● **Document segment**:
:::
Utah’s remarkable economy, civil political discourse and healthy lifestyle are increasingly noted by national and local media. Often, references are made to the “Utah Way” as the secret sauce for the state’s success. Your columnists, native Utahns with very different backgrounds, offer their perspectives.
What is the “Utah Way” and is it as pervasive as many claim?
Pignanelli: “Utah was founded by exiles from the United States…and its history still defines the state. So, it may seem a strange place for lessons for the rest of America”—The Economist
As an Italian Irish Catholic whose family has dwelled here more than a century, my experiences vary from the traditional Utahn. Yet, I possess a passionate conviction in “The Utah Way”.
Members of The Church of Jesus Christ of Latter-day Saints excel in many ways — except for tooting their horns. I am happy to blow the instruments for them.
Utah’s success is a direct effect from the church and its members. The institution prioritizes education, family, community, patriotism, etc. Their legacy of enduring hardship, discrimination, and decades of abuse from government percolates deep in the society. The multiple tragedies did not produce victimization but rather a drive to achieve through hard work, tolerance, collaboration, and compassion.
There would be no Utah without the church. Our geographical area would have been the borderlands of Nevada and Colorado. The pioneers intentionally moved here with an intent to build a beacon of hope and faith. This “sense of purpose” still abides. Without full-time clergy, multitudes volunteer time to fulfill numerous important roles — an environment unparalleled on the planet.
These dynamics create a quality that permeates the thoughts and actions of members and nonmembers. I consistently observe this force in business, political and community activities. Many articulate the advantages of the Utah Way. As a heathen Gentile, I help explain its origins.
Webb: There’s no question that we have a more collaborative, less siloed, business and political culture than is the case in many other states. I’ve heard a number of key leaders who have come to Utah from elsewhere, really without much knowledge of the state, comment that Utah’s collaborative tradition is unique, refreshing and effective.
For example, Andrew Gruber is executive director of the Wasatch Front Regional Council and has emerged as a trusted and effective leader in transportation in Utah. We’re very lucky to have him and his family. Gruber came from the Chicago area a number of years ago where turf battles were unrelenting among cities, counties, public transit districts and the state transportation department. I’ve heard him comment how remarkable it is for all agencies and stakeholders, along with the Legislature and business community, to voluntarily work together to solve Utah’s short- and long-range transportation challenges.
Another example: The Salt Lake Chamber has unified the business community all across the state, and works with government and other institutions more effectively than almost any business organization in the country.
:::
● **Request 1**: In the Utah Way column, what position does Andrew Gruber hold?
The entries have no connection to the Utah Way column.
:::
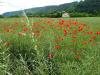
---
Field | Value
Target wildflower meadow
[0,17,100,75]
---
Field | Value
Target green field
[0,17,100,75]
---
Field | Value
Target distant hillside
[3,2,78,16]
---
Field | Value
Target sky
[0,0,79,14]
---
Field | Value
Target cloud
[0,0,77,14]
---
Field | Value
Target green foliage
[70,12,95,17]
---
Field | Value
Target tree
[77,0,100,14]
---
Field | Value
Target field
[0,17,100,75]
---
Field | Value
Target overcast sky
[0,0,79,14]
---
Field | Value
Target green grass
[0,17,100,75]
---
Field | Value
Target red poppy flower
[63,29,67,36]
[23,28,28,32]
[48,53,53,59]
[96,32,100,35]
[55,45,61,49]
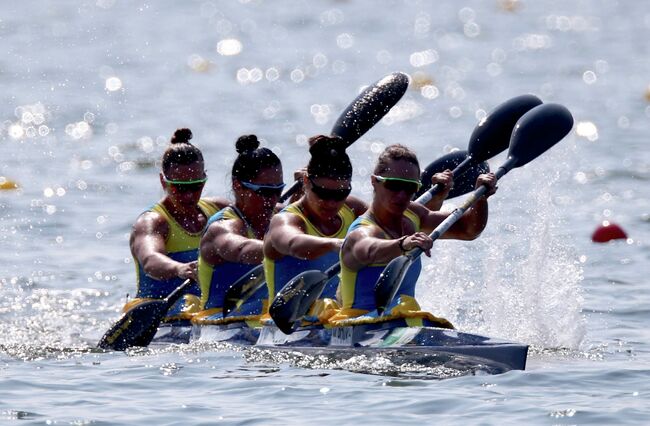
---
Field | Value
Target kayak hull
[257,320,528,371]
[190,321,260,345]
[191,319,528,372]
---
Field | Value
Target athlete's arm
[264,212,343,260]
[409,173,496,240]
[200,220,264,265]
[345,196,368,217]
[341,226,433,271]
[130,212,197,280]
[425,170,454,211]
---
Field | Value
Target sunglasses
[163,176,208,192]
[372,175,422,194]
[308,176,352,201]
[239,181,285,198]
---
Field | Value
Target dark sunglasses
[163,176,208,192]
[372,175,422,194]
[239,181,285,198]
[308,176,352,201]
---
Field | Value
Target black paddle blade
[97,299,169,351]
[223,265,266,316]
[506,104,573,168]
[467,95,542,162]
[375,256,411,315]
[97,278,194,351]
[269,270,330,334]
[332,72,409,146]
[415,151,490,199]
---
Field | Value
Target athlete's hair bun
[171,128,192,144]
[309,135,347,157]
[235,135,260,154]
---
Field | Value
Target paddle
[375,104,573,314]
[223,72,408,316]
[416,95,542,204]
[269,95,542,334]
[97,278,193,351]
[280,72,409,198]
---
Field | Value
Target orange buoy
[591,220,627,243]
[0,176,18,191]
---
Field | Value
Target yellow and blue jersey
[134,199,218,316]
[340,210,422,314]
[199,206,268,316]
[264,203,356,304]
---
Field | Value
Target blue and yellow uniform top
[194,206,268,319]
[264,203,356,304]
[131,199,218,318]
[340,210,422,316]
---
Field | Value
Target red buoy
[591,220,627,243]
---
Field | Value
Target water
[0,0,650,424]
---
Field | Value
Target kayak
[190,319,528,372]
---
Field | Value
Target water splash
[418,148,585,349]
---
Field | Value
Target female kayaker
[264,135,367,318]
[330,145,496,323]
[125,129,228,320]
[194,135,284,322]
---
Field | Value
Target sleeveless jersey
[264,203,355,306]
[340,210,422,311]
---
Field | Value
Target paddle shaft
[164,278,193,307]
[415,154,474,205]
[406,157,515,261]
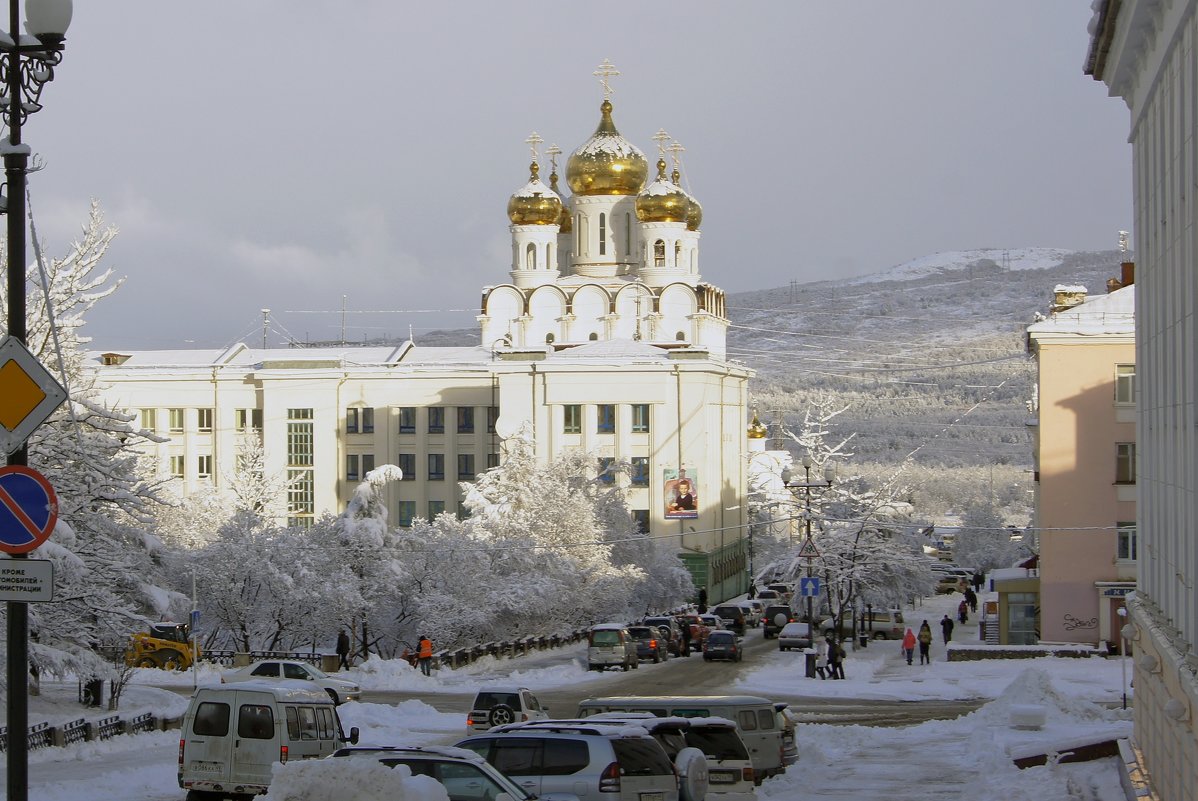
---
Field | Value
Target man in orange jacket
[416,635,432,675]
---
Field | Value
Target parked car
[333,746,558,801]
[641,614,682,656]
[501,712,709,801]
[466,685,549,732]
[587,623,640,670]
[712,603,745,635]
[628,626,670,665]
[678,614,710,651]
[740,599,766,629]
[703,630,744,662]
[819,609,906,639]
[761,603,794,639]
[778,621,811,651]
[456,722,678,801]
[220,660,362,704]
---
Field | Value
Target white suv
[466,685,549,732]
[456,721,678,801]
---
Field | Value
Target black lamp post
[0,0,72,801]
[782,454,836,642]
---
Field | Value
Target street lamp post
[0,0,72,801]
[782,454,836,642]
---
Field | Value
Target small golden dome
[565,101,649,195]
[749,409,769,439]
[670,168,703,231]
[636,159,691,223]
[508,162,562,225]
[549,170,574,233]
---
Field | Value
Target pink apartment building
[1025,271,1137,649]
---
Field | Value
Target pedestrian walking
[416,635,432,675]
[828,635,845,679]
[916,620,934,665]
[902,627,922,665]
[337,629,350,670]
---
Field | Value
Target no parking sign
[0,465,59,553]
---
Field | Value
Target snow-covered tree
[5,204,186,675]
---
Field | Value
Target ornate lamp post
[782,454,836,642]
[0,0,72,801]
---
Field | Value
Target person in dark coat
[337,629,350,670]
[828,635,845,679]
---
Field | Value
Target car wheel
[486,704,516,728]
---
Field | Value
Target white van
[179,681,358,801]
[579,696,786,784]
[587,623,639,670]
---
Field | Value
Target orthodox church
[90,62,752,602]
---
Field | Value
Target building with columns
[90,65,752,602]
[1085,0,1198,801]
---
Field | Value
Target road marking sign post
[0,465,59,553]
[0,336,67,454]
[0,559,54,603]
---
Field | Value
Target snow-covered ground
[4,596,1131,801]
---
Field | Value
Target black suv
[761,603,794,639]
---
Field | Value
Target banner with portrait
[661,467,698,520]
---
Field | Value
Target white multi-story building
[1085,0,1198,801]
[92,73,751,601]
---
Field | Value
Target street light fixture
[782,454,836,642]
[0,0,72,801]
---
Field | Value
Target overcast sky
[24,0,1135,350]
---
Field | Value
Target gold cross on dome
[591,59,619,101]
[653,128,670,158]
[525,131,545,162]
[666,139,686,169]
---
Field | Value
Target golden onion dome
[549,170,574,233]
[565,101,649,195]
[508,162,562,225]
[670,168,703,231]
[636,159,691,223]
[749,409,769,439]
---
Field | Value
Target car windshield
[474,692,520,709]
[685,727,749,759]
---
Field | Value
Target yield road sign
[0,336,67,454]
[0,465,59,553]
[0,559,54,603]
[799,536,819,559]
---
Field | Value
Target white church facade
[90,65,752,602]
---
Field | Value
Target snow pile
[262,757,449,801]
[337,699,468,746]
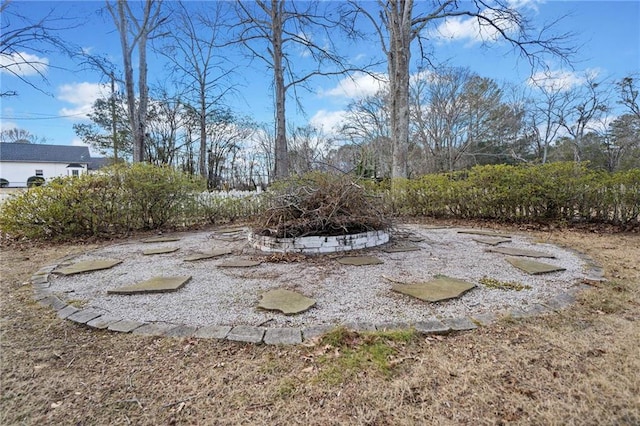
:::
● **Request 2**: Rewrite the entries from their first line to the line with "[55,45,61,49]", both included, replacing "Target" with "Label" and changing nothing else. Leave the pictures out.

● **Output 1**: He is executive director of the Wasatch Front Regional Council.

● **Output 2**:
---
Field | Value
Label wildflower meadow
[0,17,100,75]
---
Field | Value
Label green field
[0,17,100,75]
---
Field | Value
Label distant hillside
[3,2,78,16]
---
Field | Value
Label sky
[0,0,79,14]
---
Field | Value
Label cloud
[0,0,77,14]
---
Field | Value
Label green foliage
[70,12,95,17]
---
Field | Value
Label tree
[77,0,100,14]
---
Field | Value
Label field
[0,17,100,75]
---
Field | Value
Label overcast sky
[0,0,79,14]
---
Field | Value
Label green grass
[0,17,100,75]
---
Field | Value
Label red poppy flower
[63,29,67,36]
[23,28,28,32]
[48,53,53,59]
[96,32,100,35]
[55,45,61,49]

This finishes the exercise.